#### PROBLEM REQUIREMENTS
Your answer must be an exact copy of the entries below, with every picture removed.

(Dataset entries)
****

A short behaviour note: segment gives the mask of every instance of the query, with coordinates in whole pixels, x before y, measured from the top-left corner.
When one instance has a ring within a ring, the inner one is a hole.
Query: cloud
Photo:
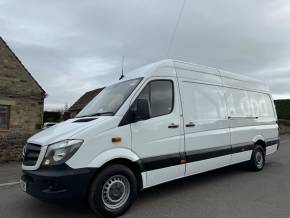
[[[286,0],[0,0],[4,39],[48,92],[46,108],[72,104],[125,71],[164,58],[245,74],[290,97]],[[168,48],[171,48],[168,52]]]

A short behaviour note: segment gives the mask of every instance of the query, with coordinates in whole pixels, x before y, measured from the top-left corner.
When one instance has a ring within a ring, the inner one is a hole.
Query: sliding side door
[[[180,79],[186,175],[230,164],[229,123],[223,87]]]

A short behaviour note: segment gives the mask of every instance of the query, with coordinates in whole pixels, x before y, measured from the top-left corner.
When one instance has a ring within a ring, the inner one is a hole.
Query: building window
[[[0,105],[0,130],[9,129],[10,108],[6,105]]]

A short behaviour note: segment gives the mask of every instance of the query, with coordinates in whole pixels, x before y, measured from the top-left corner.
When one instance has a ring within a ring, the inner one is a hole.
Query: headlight
[[[80,139],[67,139],[48,146],[43,165],[59,165],[70,159],[83,144]]]

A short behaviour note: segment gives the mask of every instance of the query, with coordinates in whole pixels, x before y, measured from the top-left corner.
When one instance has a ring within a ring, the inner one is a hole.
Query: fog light
[[[49,160],[45,160],[44,161],[44,165],[49,165],[50,164],[50,161]]]

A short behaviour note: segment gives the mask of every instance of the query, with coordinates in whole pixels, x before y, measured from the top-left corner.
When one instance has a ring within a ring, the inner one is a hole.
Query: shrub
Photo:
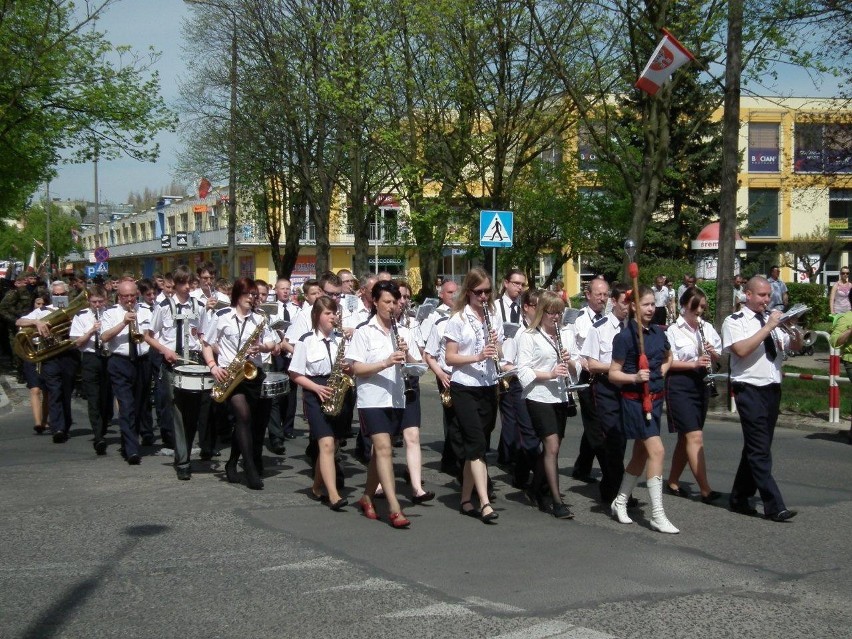
[[[792,282],[787,284],[787,293],[790,305],[804,304],[810,306],[811,310],[802,316],[800,323],[813,328],[817,322],[831,321],[828,313],[828,298],[825,295],[825,287],[822,284],[799,284]]]

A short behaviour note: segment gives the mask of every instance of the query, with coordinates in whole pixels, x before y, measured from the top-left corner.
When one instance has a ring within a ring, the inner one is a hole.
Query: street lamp
[[[231,121],[228,131],[228,270],[231,279],[237,271],[237,14],[233,7],[215,0],[184,0],[187,4],[213,7],[231,14]]]

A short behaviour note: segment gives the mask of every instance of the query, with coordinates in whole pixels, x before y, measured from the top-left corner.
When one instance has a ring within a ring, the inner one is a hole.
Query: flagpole
[[[51,262],[50,262],[50,180],[47,181],[47,185],[45,188],[45,196],[47,197],[47,203],[45,204],[44,211],[46,215],[46,230],[47,230],[47,285],[50,286],[50,282],[52,281],[51,277]]]

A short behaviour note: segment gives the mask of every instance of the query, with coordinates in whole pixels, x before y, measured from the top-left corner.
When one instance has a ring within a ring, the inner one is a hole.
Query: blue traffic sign
[[[509,248],[515,232],[512,211],[479,212],[479,245],[486,248]]]
[[[95,275],[109,275],[109,262],[98,262],[95,265]]]
[[[86,265],[86,279],[92,279],[95,276],[95,266],[93,264]]]

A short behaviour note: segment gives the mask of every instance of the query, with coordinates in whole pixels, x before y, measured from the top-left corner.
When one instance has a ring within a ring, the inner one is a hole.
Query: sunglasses
[[[471,291],[471,293],[473,293],[477,297],[482,297],[483,295],[491,295],[491,289],[490,288],[478,288],[478,289]]]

****

#### ANSWER TO THE PROBLEM
A short behaviour note: segment gives the mask of every instance of the query, with coordinates in whole pixels, x before y, measured from the top-left corner.
When one instance has a ring within a ring, the inner one is a hole.
Query: cloud
Photo:
[[[286,0],[0,0],[4,39],[48,92],[46,108],[72,104],[125,71],[164,58],[245,74],[290,97]],[[168,48],[171,48],[168,52]]]

A short behaviour note: segment gives the mask of every instance of the query, with coordinates in whole pixels, x before y, measured from the top-left corner.
When one instance has a ring within a ring, the inner one is a hole.
Query: sliding side door
[[[180,79],[186,175],[230,164],[229,123],[223,87]]]

A short behaviour note: segment gives the mask of every instance of the query, with coordinates in whole pixels, x before y, measured from the top-left corner.
When one instance has a ring within a ring, the inner one is a hole.
Query: building window
[[[0,105],[0,130],[9,129],[10,108],[6,105]]]

A short behaviour note: segment gives the mask of every instance of the query, with coordinates in whole pixels, x before y, measured from the top-left corner.
When one instance has a ring within a ring, the inner one is a hole.
Query: headlight
[[[80,139],[67,139],[48,146],[43,165],[59,165],[70,159],[83,144]]]

A short behaviour note: segment gives the mask of every instance of the query, with coordinates in whole pixels, x before y, measured from the top-left corner.
When one instance has a ring within a ring, the inner one is a hole.
Query: fog light
[[[49,160],[45,160],[44,161],[44,165],[49,165],[50,164],[50,161]]]

A short behaviour note: segment gives the mask of every instance of the query, with coordinates in whole pixels, x before y, measured from the top-left corner.
When one instance has a ring within a ring, the inner one is a hole.
Query: shrub
Photo:
[[[792,282],[787,284],[787,293],[790,305],[804,304],[810,306],[811,310],[802,316],[800,323],[813,328],[817,322],[831,321],[828,313],[828,298],[825,295],[825,287],[822,284],[799,284]]]

A short behaviour note: segment gives the mask of every instance of the query, with coordinates in whole pixels, x before y, measured from the top-left corner.
When one instance has a ring within a ring, the inner one is a hole.
Query: street lamp
[[[231,121],[228,131],[228,270],[231,279],[237,271],[237,14],[233,7],[215,0],[184,0],[187,4],[213,7],[231,14]]]

A short behaviour note: segment gives the mask of every instance of the query, with coordinates in whole pixels, x before y, measured from the top-left corner.
When one instance has a ring within a ring, the inner one is a hole.
Query: flagpole
[[[51,262],[50,262],[50,180],[47,181],[47,185],[45,188],[45,196],[47,197],[47,203],[45,204],[44,211],[46,215],[46,230],[47,230],[47,285],[50,286],[50,282],[52,281],[51,277]]]

A short behaviour note: segment gives the mask of every instance of the query, with coordinates in whole pixels, x before y, measured from the top-left corner.
When one instance has a ring within a ring, the inner one is a hole.
Query: blue traffic sign
[[[509,248],[515,232],[512,211],[479,212],[479,245],[486,248]]]
[[[95,275],[109,275],[109,262],[98,262],[95,265]]]
[[[86,265],[86,279],[92,279],[95,276],[95,266],[93,264]]]

A short behaviour note: segment gives the mask of every instance of the query, with coordinates in whole pixels, x before y, measured from the top-left corner.
When one instance has a ring within a ring, the inner one is a hole.
Query: sunglasses
[[[471,291],[471,293],[473,293],[477,297],[482,297],[483,295],[491,295],[491,289],[490,288],[478,288],[478,289]]]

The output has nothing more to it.